What will your business model be?

Advertising-supported, and as you probably heard; our year’s advertising inventory is already pre-sold to (WPP’s media buying agency) GroupM. It is very good to start a business where you sell the inventory on day one. The revenue is taken care of. (India is the second market where Huff Post has sold in advance its inventory to a media agency. Japanese agency Dentsu Inc. bought its first year’s inventory in Japan and later renewed it for another year.)

AOL bought out Huffington Post in 2011. How has the growth been ever since?

It has been four years and it’s been a great partnership. When AOL bought Huff Post, we had 25 million unique visitors, we now have 119 million. We were in one country, the US. Now we are in 17. When AOL bought Huff Post, we had no video. We now have an entire streaming network, Huff Post Live. It is two years old with 100 million video streams on a monthly basis and 27 million unique visitors.

Is digital journalism profitable?

Absolutely. There are two things that are happening that are very good for us. More and more people are consuming news digitally. And with 4G coming to India next year, and broadband expansion being a big priority of the Modi government, it is going to accelerate.

Also, advertisers or brands which are slow (to adopt digital media) are realizing that more and more people are not just consuming news but also participating themselves through their own stories online. So, digital spending cannot be an afterthought. It has to be at the forefront of their agenda.

What kind of journalism will Huff Post do in India?
+--
_Set exercise 1_: Adjust every polygon coordinate in the answers by -130, and write out again all the rows from the line containing "task: provide the outline of the **reflection" down to the line containing "[[[217,65],[215,112],[256,128],[256,45]]]", both lines included and the requests kept as they are.
_Set exercise 2_: Extend the Huff Post interview past its last line.
+--
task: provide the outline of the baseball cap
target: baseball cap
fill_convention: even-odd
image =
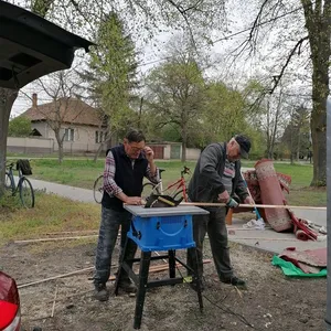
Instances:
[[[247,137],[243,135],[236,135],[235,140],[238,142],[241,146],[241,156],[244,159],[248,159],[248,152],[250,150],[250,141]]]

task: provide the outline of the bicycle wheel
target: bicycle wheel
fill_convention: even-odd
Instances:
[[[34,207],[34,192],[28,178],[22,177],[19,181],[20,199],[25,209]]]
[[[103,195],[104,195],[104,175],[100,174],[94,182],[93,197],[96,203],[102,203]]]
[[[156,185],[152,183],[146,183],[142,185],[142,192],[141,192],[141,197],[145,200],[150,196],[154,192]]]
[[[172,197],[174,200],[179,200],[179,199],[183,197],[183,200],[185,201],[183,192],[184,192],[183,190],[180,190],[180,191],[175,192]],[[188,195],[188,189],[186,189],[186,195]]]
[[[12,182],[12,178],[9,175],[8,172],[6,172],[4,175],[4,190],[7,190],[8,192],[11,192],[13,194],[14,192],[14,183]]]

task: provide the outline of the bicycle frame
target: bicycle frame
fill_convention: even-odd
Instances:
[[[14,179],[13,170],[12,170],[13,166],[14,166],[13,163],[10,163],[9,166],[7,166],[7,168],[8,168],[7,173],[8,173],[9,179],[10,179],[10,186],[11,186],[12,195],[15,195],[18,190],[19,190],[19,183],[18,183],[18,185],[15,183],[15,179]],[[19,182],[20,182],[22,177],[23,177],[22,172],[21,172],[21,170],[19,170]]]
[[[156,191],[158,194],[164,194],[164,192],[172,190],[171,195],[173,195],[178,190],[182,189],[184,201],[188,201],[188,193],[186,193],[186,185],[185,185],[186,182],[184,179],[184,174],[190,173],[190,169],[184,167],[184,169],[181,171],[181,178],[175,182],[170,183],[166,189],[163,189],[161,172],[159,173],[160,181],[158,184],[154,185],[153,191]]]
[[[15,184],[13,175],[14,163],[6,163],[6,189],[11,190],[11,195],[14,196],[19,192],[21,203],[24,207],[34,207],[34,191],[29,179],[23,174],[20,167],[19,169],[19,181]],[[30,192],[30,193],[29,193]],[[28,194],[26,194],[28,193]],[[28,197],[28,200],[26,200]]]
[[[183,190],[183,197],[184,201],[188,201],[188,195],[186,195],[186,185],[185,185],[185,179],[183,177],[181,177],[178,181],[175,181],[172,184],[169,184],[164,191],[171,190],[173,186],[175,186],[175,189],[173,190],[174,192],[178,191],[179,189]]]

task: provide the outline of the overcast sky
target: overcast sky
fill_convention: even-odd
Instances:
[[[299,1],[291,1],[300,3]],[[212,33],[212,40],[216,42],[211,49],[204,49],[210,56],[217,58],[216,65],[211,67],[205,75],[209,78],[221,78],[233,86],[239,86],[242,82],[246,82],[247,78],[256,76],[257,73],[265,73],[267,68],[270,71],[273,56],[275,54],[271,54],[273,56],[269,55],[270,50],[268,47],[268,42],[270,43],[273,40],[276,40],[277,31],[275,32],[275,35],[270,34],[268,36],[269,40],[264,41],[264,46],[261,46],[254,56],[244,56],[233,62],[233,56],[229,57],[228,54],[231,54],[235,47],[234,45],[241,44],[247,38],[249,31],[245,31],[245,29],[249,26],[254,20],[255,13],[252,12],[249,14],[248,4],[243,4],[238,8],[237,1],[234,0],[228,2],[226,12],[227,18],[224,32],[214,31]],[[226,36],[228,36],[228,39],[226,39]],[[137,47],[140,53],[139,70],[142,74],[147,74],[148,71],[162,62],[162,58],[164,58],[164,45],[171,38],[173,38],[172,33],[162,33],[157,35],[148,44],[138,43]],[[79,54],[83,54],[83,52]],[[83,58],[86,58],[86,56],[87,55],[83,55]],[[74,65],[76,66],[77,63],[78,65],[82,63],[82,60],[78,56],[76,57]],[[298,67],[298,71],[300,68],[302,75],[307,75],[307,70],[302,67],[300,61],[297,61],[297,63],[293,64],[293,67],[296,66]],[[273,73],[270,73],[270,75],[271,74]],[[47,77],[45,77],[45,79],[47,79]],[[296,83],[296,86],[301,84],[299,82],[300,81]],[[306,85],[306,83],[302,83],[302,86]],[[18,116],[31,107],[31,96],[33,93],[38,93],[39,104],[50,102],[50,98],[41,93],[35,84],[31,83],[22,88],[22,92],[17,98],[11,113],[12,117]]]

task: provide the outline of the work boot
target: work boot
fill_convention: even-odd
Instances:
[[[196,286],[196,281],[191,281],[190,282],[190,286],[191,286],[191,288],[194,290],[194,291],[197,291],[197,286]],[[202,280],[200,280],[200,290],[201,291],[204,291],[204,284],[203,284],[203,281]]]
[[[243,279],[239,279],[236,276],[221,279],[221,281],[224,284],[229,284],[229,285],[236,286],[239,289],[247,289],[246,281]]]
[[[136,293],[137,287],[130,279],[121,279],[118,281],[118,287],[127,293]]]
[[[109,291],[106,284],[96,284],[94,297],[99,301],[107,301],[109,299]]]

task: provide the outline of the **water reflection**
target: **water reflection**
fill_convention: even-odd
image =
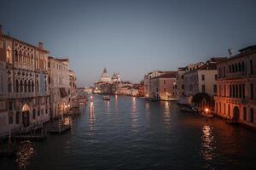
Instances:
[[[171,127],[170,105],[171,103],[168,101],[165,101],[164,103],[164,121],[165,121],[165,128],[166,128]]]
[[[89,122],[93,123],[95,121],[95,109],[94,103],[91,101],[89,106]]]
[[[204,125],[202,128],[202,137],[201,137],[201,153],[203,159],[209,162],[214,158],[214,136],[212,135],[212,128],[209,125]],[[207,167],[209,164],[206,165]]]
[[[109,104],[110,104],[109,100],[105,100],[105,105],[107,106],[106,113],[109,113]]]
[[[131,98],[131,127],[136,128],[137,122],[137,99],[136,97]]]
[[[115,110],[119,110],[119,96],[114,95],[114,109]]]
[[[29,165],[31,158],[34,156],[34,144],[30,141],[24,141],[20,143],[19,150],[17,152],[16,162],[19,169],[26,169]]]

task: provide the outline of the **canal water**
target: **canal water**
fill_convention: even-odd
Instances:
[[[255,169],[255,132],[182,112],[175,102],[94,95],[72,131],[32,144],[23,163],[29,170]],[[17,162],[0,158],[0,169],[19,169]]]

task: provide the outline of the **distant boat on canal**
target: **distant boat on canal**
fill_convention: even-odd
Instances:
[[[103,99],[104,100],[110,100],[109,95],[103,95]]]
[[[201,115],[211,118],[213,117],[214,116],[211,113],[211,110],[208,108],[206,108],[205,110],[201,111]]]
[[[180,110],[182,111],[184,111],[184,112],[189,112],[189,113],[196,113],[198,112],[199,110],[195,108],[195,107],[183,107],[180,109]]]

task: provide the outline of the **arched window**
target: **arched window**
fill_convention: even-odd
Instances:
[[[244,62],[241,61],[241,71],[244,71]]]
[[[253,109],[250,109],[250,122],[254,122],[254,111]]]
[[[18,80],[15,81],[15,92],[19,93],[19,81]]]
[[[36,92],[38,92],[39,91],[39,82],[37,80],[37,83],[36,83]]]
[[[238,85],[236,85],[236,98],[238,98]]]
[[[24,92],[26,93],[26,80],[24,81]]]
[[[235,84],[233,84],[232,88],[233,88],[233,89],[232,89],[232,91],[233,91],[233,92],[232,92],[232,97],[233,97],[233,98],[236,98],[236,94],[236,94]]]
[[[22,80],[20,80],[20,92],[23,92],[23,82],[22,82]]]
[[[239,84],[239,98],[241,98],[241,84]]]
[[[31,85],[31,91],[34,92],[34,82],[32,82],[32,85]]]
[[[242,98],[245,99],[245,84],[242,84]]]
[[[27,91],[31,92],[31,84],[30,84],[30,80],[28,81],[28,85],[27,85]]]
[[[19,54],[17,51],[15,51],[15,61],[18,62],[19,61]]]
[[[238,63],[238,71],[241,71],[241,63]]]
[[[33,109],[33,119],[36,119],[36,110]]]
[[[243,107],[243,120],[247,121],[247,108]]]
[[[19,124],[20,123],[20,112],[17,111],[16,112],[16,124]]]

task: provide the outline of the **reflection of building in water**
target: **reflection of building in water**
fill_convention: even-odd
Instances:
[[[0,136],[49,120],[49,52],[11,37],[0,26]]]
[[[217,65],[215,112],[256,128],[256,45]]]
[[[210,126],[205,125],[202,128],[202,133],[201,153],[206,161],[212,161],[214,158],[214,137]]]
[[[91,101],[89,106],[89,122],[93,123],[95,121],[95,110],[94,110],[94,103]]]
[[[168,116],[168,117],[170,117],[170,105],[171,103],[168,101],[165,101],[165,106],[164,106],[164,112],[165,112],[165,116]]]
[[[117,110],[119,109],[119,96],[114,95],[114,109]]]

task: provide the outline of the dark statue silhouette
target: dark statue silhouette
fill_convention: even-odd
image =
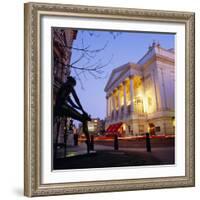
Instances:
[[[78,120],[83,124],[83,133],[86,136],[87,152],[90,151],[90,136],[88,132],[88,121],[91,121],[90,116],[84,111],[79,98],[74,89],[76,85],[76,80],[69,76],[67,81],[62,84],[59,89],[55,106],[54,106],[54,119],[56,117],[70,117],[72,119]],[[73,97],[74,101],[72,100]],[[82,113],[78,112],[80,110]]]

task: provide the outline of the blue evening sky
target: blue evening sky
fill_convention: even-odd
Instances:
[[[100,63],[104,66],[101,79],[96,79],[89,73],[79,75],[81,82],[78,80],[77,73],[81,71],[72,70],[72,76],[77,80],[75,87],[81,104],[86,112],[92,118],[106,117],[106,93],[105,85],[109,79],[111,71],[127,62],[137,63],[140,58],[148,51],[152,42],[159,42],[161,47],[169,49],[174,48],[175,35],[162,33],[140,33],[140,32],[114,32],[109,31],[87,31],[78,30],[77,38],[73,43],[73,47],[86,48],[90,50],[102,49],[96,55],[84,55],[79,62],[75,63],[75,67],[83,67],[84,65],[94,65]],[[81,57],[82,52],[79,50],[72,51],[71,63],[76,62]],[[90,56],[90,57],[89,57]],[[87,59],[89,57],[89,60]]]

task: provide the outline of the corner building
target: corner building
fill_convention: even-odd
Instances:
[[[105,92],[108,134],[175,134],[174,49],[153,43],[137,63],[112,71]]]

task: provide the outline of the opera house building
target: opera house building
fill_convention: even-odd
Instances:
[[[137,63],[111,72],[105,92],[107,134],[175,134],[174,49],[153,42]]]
+--
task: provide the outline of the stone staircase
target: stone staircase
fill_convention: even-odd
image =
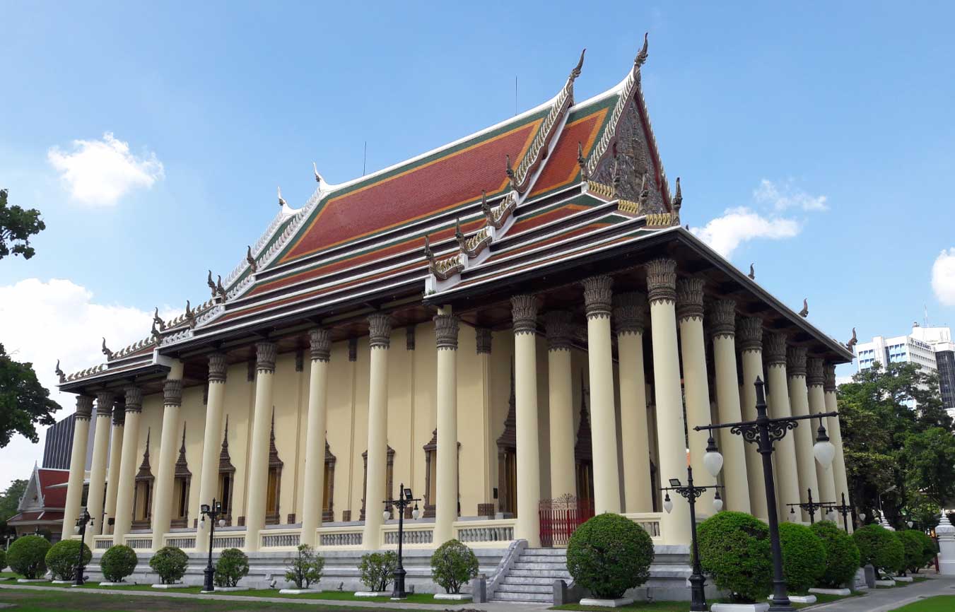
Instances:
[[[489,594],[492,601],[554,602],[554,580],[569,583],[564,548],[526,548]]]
+--
_Task response 1_:
task: provide the outline of the **reflection of building in water**
target: **reflection of building in water**
fill_convention: even-odd
Instances:
[[[-130,6],[-81,-10],[-81,-78],[-119,-93],[-130,-104]]]
[[[87,-65],[85,-18],[126,-2],[126,-85]]]

_Task response 2_:
Same as everywhere. Journalism that can win a Pulitzer. In-depth, investigative reporting will continue to be important for us. We won the Pulitzer for a 10-part series that took our military correspondent nine months to write. It also had all the multimedia elements. All the areas we cover relentlessly across the world, we are going to cover here as well, including violence against women, gay rights...

It is interesting to see that a lot of the old beliefs of journalism are being stood on their heads. Like the term: “If it bleeds, it leads." Put bad news, mayhem on the front page and traffic will follow. Now we are seeing that in fact, people like to share good news as a lot of traffic comes from sharing and social. I want to share examples of human ingenuity, compassion and creativity. And that is what has been at the heart of what Huff has been doing from the beginning.

Will social media kill newspapers and user-generated content kill television?

No. (There’s) no proof that’s the case. What Huffington Post proved as a model is that quality investigative journalism can co-exist with the platform. We have proven, demonstrably, the hybrid model. But there have to be certain constraints. You cannot be free-for-all on the platform. People have to be invited to blog or they can submit blogs and editors have to approve them; otherwise, you lose quality and also run the risk of the site being overrun by trolls. That’s why, even in the comments, which you have in millions on the Huffington Post, we do not allow anonymity. People have to comment with their identity. Maintaining a civil discourse on the site is a big priority for us.

How does Huff Post make money while most news sites are struggling?

Advertising is working for us, partly, because we have been the leader in inventing a new kind of advertising...like not depending on the banner ads.

We were the first site to invent native advertising. We also have been leader in social impact advertising with brands buying an entire year’s sponsored section around the cause—whether it is Johnson & Johnson sponsoring maternal health or Goldman Sachs supporting female entrepreneurs around the world. Or Chipotle (Mexican food chain) for thought around healthy food.

But isn’t that a case of conflict of interest?

No, there is a complete Chinese wall between editorial and business. There is something called Partner Studio which produces the content for the brands that advertise on Huff Post. It is not produced by our own journalists. That obviously won’t work. Our business section will cover Goldman Sachs negatively sometimes. There is no conflict at all. It’s about innovative and scale...that is appealing to advertisers. They can reach a 100 million people.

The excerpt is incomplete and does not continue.